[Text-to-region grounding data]

────

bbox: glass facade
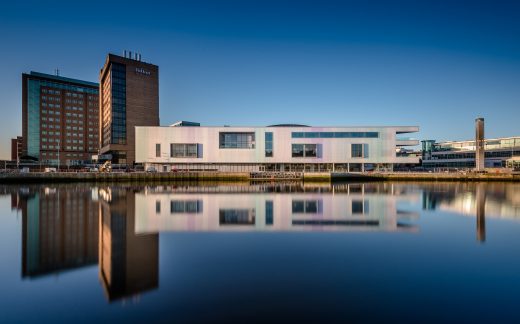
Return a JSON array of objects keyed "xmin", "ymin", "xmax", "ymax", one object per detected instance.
[
  {"xmin": 292, "ymin": 132, "xmax": 379, "ymax": 138},
  {"xmin": 219, "ymin": 132, "xmax": 255, "ymax": 149},
  {"xmin": 27, "ymin": 79, "xmax": 41, "ymax": 158},
  {"xmin": 351, "ymin": 144, "xmax": 369, "ymax": 158},
  {"xmin": 170, "ymin": 144, "xmax": 198, "ymax": 158},
  {"xmin": 265, "ymin": 132, "xmax": 273, "ymax": 157},
  {"xmin": 110, "ymin": 63, "xmax": 126, "ymax": 145},
  {"xmin": 292, "ymin": 144, "xmax": 317, "ymax": 158}
]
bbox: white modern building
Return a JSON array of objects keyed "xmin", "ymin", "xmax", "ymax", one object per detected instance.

────

= Work instructions =
Wherever a picture appears in the data, please drop it and retype the rest exactly.

= Final answer =
bbox: glass facade
Return a JSON array of objects keyed "xmin", "ymin", "xmax", "ymax", one object per detected instance.
[
  {"xmin": 292, "ymin": 132, "xmax": 379, "ymax": 138},
  {"xmin": 219, "ymin": 132, "xmax": 255, "ymax": 149},
  {"xmin": 27, "ymin": 79, "xmax": 41, "ymax": 158},
  {"xmin": 351, "ymin": 144, "xmax": 369, "ymax": 158},
  {"xmin": 170, "ymin": 144, "xmax": 198, "ymax": 158},
  {"xmin": 265, "ymin": 132, "xmax": 273, "ymax": 157},
  {"xmin": 110, "ymin": 63, "xmax": 126, "ymax": 145},
  {"xmin": 292, "ymin": 144, "xmax": 317, "ymax": 158}
]
bbox: white modern building
Return a JSON array of objects keyed "xmin", "ymin", "xmax", "ymax", one object per detected instance.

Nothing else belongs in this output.